**Direction**
Convert the span from the line containing "Definition first: for each instance of the framed" through the end of the records, inclusive, into a JSON array of strings, one string per line, skipping any blank lines.

**Data supplied**
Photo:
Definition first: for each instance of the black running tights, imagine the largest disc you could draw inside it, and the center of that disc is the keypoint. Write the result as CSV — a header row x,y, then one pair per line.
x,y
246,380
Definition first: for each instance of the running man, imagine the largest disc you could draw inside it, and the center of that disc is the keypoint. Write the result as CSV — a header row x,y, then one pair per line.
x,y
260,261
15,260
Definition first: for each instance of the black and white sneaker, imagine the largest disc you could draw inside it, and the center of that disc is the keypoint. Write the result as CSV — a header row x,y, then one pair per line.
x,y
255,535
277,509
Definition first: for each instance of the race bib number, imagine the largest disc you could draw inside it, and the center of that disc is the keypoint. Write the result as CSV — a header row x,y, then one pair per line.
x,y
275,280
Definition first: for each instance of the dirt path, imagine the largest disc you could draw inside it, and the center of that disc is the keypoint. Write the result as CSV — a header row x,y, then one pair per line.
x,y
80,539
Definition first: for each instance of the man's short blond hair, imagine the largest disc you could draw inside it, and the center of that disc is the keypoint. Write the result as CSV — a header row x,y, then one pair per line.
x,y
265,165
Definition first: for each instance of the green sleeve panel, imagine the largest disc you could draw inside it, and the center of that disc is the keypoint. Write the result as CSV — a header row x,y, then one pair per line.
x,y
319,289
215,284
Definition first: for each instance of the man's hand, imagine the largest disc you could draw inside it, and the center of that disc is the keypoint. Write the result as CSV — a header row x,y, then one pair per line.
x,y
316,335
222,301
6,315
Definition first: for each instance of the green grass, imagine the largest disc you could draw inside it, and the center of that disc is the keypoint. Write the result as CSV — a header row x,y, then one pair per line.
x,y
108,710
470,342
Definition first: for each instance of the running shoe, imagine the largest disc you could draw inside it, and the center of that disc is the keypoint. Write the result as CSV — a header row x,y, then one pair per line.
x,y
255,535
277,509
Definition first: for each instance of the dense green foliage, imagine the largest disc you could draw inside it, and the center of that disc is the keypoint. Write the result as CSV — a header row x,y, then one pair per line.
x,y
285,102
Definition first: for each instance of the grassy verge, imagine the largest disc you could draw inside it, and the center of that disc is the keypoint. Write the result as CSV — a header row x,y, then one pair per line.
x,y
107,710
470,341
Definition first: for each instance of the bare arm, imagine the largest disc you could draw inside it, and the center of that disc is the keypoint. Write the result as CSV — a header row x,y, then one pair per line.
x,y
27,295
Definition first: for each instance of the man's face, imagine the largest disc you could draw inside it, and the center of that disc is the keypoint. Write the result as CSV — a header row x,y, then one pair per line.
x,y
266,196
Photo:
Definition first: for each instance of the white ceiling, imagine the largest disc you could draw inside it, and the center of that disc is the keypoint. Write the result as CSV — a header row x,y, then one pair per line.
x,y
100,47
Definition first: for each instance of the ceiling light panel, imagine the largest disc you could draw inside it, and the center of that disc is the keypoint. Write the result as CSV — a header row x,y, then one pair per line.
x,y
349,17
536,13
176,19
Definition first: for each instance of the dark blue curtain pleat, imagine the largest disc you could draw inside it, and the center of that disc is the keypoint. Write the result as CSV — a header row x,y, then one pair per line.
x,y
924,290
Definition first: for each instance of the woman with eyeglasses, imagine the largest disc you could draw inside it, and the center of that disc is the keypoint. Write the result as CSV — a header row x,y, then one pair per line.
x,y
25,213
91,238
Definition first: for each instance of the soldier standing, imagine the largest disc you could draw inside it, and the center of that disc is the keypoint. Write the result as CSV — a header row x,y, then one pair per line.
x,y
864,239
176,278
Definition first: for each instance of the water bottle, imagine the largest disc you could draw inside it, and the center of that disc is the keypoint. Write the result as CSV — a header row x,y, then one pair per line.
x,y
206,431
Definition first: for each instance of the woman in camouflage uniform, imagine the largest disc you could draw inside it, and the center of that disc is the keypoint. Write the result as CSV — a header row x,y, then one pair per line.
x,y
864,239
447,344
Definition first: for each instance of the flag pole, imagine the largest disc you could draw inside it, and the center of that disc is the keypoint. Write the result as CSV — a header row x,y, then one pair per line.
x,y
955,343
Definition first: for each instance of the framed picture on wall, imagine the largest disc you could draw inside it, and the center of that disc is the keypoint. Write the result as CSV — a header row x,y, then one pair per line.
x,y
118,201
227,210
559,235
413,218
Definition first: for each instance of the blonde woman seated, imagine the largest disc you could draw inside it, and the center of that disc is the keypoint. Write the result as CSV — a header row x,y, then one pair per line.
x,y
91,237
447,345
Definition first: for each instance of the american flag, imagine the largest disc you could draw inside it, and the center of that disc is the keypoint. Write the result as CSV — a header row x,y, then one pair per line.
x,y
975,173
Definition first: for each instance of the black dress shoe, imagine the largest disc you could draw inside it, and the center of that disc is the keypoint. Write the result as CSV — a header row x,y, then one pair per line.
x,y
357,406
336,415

**Response below**
[
  "Definition first: for each instance of the framed picture on wall, imagine the largest disc you could draw inside it, and the center of that disc is the keypoint. Write the result as CSV — a header row x,y, then one pair per line.",
  "x,y",
  "118,201",
  "227,210",
  "559,235",
  "413,218",
  "Definition first: for each instance of the blonde woman seated, imagine the largest disc you could draw inside it, and the center of that disc is the keypoint. Write the result as CSV — a header row x,y, then one pair per line.",
  "x,y",
  "91,237",
  "447,345",
  "Definition first: for each instance of the american flag, imagine the largest disc you could draw inside it, and the center of that disc is the keypoint. Write the result as CSV — a header row x,y, then one pair per line.",
  "x,y",
  "975,173",
  "Definition first: for each instance of the black dress shoe, imagine the largest disc you could draw inside it, and the center of that disc is the keypoint. Write the result as CSV — a header row x,y, then one pair per line.",
  "x,y",
  "357,406",
  "336,415"
]